The item ‘World War 2 Gliders Asstd Designs’ stands out as the most purchased product, with a total purchase count reaching 108,305. On the other hand, ‘Regency Cakestand 3 Tier’ achieved the highest sales profit, generating a total revenue of 327,345.

Top_Countries <- Sales_Data %>% 
  filter(Status == 'Normal' & Quantity > 0) %>% 
  select(Revenue, Country) %>% 
  group_by(Country) %>% 
  summarise(Total_Revenue = sum(Revenue)) %>% 
  arrange(- Total_Revenue)

Top_10_Countries <- head(Top_Countries, 10)

kable(Top_10_Countries)

Country	Total_Revenue
United Kingdom	17752597.01
Ireland	651760.43
Netherlands	554230.69
Germany	428407.54
France	347068.14
Australia	169900.61
Spain	109127.21
Switzerland	100988.99
Sweden	91839.82
Denmark	69862.19

# United Kingdom is the country which purchases the maximum number of products

# Let's look at the countries with the lowest number of purchases
Bottom_Countries <- Sales_Data %>% 
  filter(Status == 'Normal' & Quantity > 0) %>% 
  select(Revenue, Country) %>% 
  group_by(Country) %>% 
  summarise(Total_Revenue = sum(Revenue)) %>% 
  arrange(Total_Revenue)

Bottom_5_Countries <- head(Bottom_Countries, 5)

kable(Bottom_5_Countries)

Country	Total_Revenue
Nigeria	140.39
Saudi Arabia	145.92
West Indies	536.41
Czech Republic	826.74
Korea	1118.51

# The least purchases were made by Nigeria followed by Saudi Arabia

# Let's find out the top Customers 
Top_Customers <- Sales_New %>% 
  drop_na(Customer.ID) %>% 
  select(Customer.ID, StockCode) %>% 
  group_by(Customer.ID) %>% 
  summarise(Total_Purchases = n())%>% 
  arrange(-Total_Purchases)

Top_Loyal_Customers <- head(Top_Customers, 5)

kable(Top_Loyal_Customers)

Customer.ID	Total_Purchases
17841	12611
14911	11152
12748	6929
14606	6477
14096	5111

Customer with ID 17841 and 14911 made the most purchases.

### Finding Correlations

cor(Sales_New$Quantity, Sales_New$Revenue)

## [1] 0.8089968

# Quantity and Revenue is highly correlated with a correlation value of 0.827

# Let's look at Damaged Products
Damaged_Products <- Sales_Data %>% 
  filter(Status == "Damaged")

Damaged_Products %>% 
  group_by(InvoiceYear, Country) %>% 
  summarise(Count = n()) %>% 
  ggplot(aes(x = InvoiceYear, y = Count)) +
  geom_col(fill = "green", alpha = 0.5, color = "black") +
  theme_bw() +
  labs(title = "Damaged Products Count",
       subtitle = "UK received 3457 damaged products from 2009 to 2011",
       x = "Year",
       y = "Count") +    
  theme(plot.title = element_text(color = "#7A4726")) +
  theme(plot.subtitle = element_text(color = "#072662",
                                     face = "italic", size = 10))

(Dataset entries about object locations)
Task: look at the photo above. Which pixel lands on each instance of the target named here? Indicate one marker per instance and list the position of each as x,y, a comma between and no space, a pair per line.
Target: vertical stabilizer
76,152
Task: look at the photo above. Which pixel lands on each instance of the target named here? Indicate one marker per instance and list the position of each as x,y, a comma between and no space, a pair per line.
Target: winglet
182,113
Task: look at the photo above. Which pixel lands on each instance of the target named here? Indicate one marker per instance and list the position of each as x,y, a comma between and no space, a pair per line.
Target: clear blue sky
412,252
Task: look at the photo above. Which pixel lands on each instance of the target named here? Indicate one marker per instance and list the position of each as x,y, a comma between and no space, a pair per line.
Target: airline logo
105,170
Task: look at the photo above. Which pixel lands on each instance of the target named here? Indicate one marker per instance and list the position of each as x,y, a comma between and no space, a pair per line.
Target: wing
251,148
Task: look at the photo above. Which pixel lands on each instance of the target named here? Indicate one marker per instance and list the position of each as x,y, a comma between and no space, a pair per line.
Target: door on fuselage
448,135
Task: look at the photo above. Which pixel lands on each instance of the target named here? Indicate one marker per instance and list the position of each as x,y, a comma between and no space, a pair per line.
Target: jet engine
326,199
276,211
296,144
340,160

* [Required task 1]:
Answer these questions using the sales analysis.
(a) Which item was purchased most often, and what was its total purchase count?
(b) In the table of bottom five countries, which country has the lowest total revenue, and what is that figure?
(c) Which customer ID made the most purchases, and how many?
* [Required task 2]:
Recast every line of the dataset entries about object locations as a Markdown table with the columns No. and Line, one line per row and no blank lines.

* [Written solution 1]:
(a) World War 2 Gliders Asstd Designs, with a total purchase count of 108,305.
(b) Nigeria, with a total revenue of 140.39.
(c) Customer 17841, with 12,611 purchases.

* [Written solution 2]:
| No. | Line |
|---|---|
| 1 | Task: look at the photo above. Which pixel lands on each instance of the target named here? Indicate one marker per instance and list the position of each as x,y, a comma between and no space, a pair per line. |
| 2 | Target: vertical stabilizer |
| 3 | 76,152 |
| 4 | Task: look at the photo above. Which pixel lands on each instance of the target named here? Indicate one marker per instance and list the position of each as x,y, a comma between and no space, a pair per line. |
| 5 | Target: winglet |
| 6 | 182,113 |
| 7 | Task: look at the photo above. Which pixel lands on each instance of the target named here? Indicate one marker per instance and list the position of each as x,y, a comma between and no space, a pair per line. |
| 8 | Target: clear blue sky |
| 9 | 412,252 |
| 10 | Task: look at the photo above. Which pixel lands on each instance of the target named here? Indicate one marker per instance and list the position of each as x,y, a comma between and no space, a pair per line. |
| 11 | Target: airline logo |
| 12 | 105,170 |
| 13 | Task: look at the photo above. Which pixel lands on each instance of the target named here? Indicate one marker per instance and list the position of each as x,y, a comma between and no space, a pair per line. |
| 14 | Target: wing |
| 15 | 251,148 |
| 16 | Task: look at the photo above. Which pixel lands on each instance of the target named here? Indicate one marker per instance and list the position of each as x,y, a comma between and no space, a pair per line. |
| 17 | Target: door on fuselage |
| 18 | 448,135 |
| 19 | Task: look at the photo above. Which pixel lands on each instance of the target named here? Indicate one marker per instance and list the position of each as x,y, a comma between and no space, a pair per line. |
| 20 | Target: jet engine |
| 21 | 326,199 |
| 22 | 276,211 |
| 23 | 296,144 |
| 24 | 340,160 |